══ Extrait du texte ══
Mais alors quelle est l'alternative à la modernité ? Que deviennent l'abondance, la liberté, l'émancipation sans la modernité ?

L'alternative, c'est ce qu'il appelle « écologiser », dont il est difficile de comprendre la signification exacte parce que « c'est un énorme virage à prendre ». de l'ancien « moderniser » à abandonner vers le nouveau « écologiser » à concevoir.

Il prend un exemple : celui des haies. Et bien... Je n'ai pas compris grand-chose à son exemple et donc, par extension, au sens concret d' «écologiser».

Il semble y avoir l'idée de modestie et de controverse induisant la découverte par tâtonnement du « bon chemin »... Doute.

Ses arguments scientifiques procèdent de cette modestie : « Il n'y a aucune raison pour qu'il y ait 30 % d'oxygène dans l'atmosphère ». Exact puisque c'est plutôt 20 % de dioxygène en arrondissant, mais bon...

Certains concepts évoqués sont explorés sans être bien nouveaux : l'habitabilité au sens de notre minuscule marge de manoeuvre dans l'univers. L'anthropocène ou influence des humains industrialisés sur le reste de la planète...

Pour prendre ce virage, il propose une nouvelle classe sociale (puisque les anciennes appartiennent à l'ancien monde et que même la notion de classe sociale...) : la classe géosociale... Fini le progrès, bonjour la prospérité, fini l'autonomie, vive l'hétéronomie... Et qui vient nous y aider ? la religion : le cri des pauvres est le cri de Gaïa...
═══
Objectif de la tâche: Reprenez le commentaire sur l'alternative à la modernité et poursuivez-le après sa dernière phrase. Les entrées ne servent à rien pour ce travail.
══ Entrées fournies ══
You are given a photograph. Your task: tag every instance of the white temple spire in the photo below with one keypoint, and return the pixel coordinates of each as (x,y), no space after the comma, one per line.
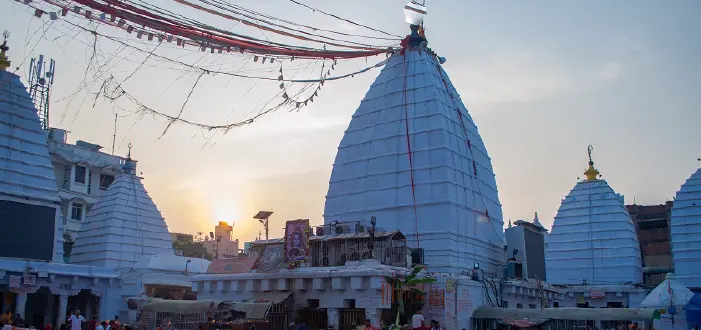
(593,237)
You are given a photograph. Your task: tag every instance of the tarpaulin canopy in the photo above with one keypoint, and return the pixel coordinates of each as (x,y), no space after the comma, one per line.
(180,306)
(257,306)
(573,313)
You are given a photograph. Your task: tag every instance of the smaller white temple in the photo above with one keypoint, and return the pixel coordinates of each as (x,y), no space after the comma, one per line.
(123,226)
(593,239)
(34,281)
(686,232)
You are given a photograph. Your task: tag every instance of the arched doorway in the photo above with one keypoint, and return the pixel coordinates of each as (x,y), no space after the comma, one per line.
(41,309)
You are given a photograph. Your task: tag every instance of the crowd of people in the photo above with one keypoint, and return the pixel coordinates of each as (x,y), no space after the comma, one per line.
(77,322)
(8,319)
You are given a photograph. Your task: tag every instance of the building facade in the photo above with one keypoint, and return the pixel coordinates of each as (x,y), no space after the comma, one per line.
(83,173)
(220,243)
(526,250)
(652,225)
(34,280)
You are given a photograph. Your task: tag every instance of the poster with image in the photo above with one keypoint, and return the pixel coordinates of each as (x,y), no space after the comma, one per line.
(296,241)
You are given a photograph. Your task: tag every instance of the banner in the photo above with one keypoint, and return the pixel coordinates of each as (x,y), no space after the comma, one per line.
(296,241)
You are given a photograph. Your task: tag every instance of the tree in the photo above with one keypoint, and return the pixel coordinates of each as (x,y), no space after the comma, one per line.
(408,284)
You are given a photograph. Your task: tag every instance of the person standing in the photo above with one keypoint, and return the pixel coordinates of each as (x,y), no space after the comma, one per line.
(417,320)
(7,317)
(76,320)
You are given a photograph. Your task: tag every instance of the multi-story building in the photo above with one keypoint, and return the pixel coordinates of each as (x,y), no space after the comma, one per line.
(221,244)
(526,249)
(652,225)
(83,173)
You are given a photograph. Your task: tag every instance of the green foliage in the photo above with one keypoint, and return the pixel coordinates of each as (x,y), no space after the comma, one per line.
(407,284)
(192,249)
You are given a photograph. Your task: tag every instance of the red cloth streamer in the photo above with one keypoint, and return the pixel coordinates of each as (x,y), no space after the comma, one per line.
(411,164)
(163,24)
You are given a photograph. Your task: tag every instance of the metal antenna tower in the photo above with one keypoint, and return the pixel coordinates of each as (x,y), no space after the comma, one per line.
(41,78)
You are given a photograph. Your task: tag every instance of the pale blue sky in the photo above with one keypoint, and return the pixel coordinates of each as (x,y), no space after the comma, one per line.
(542,80)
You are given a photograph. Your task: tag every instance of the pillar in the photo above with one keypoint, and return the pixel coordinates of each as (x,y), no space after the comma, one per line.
(333,319)
(62,309)
(22,304)
(374,315)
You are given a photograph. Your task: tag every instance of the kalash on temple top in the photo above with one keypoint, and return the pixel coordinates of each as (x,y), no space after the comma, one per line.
(413,158)
(593,239)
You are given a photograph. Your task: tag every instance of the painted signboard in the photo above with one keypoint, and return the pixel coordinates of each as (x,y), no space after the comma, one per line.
(296,241)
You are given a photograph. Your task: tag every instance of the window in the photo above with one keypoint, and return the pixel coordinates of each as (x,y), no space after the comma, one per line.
(105,181)
(89,182)
(77,212)
(80,172)
(67,177)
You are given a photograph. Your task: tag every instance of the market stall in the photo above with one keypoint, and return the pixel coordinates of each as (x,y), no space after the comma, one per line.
(182,314)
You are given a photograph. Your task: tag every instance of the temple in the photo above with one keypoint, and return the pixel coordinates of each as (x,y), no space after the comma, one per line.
(123,227)
(33,277)
(413,158)
(593,240)
(686,231)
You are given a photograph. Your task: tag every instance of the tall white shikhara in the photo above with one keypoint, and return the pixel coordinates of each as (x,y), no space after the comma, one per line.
═══
Zone de réponse:
Le chapitre scientifique est original. Sa description des sciences du climat, faites de physique, de chimie, de nombreux modèles et d'algorithmes, qui dépendent à la fois des bouées dans l'océan, des satellites, des carottages etc... incite à la réflexion. Pour lui, ce puzzle de centaines de millions de données différentes est une science d'assemblage qui a déjà permis d'établir, dès les années quatre-vingt, que le dioxyde de carbone allait faire monter la température de la planète. Mais le savoir n'a rien produit de concret. Pourquoi ? parce que la science n'a pas le monopole du vrai, alors qu'elle le croit. Parce que notre société est faite de droit, de science, de technique, de religion qui sont tous des modes de vérité associés mais souvent incompatibles les unes avec les autres. Et les « modernes » ont mis la science au-dessus de tout, ce qui est une erreur.

Ce livre annonce la fin du monde, d'un monde, de notre monde. Il nous invite à reprendre le processus de civilisation qui a été suspendu dans la période où nous sommes maintenant. Son souhait : dans quarante ans, regarder historiquement la période de déni, d'ignorance, d'incompréhension de la situation écologique dans laquelle on s'est aujourd'hui égaré.

Mais concrètement ? Rien. le philosophe (sociologue selon...) n'est pas habilité à construire, il invite chacun à participer à l'élaboration. Espérons qu'il sera traduit dans la langue de nos maîtres car ce n'est pas ici que se construira (ou pas) le monde de demain.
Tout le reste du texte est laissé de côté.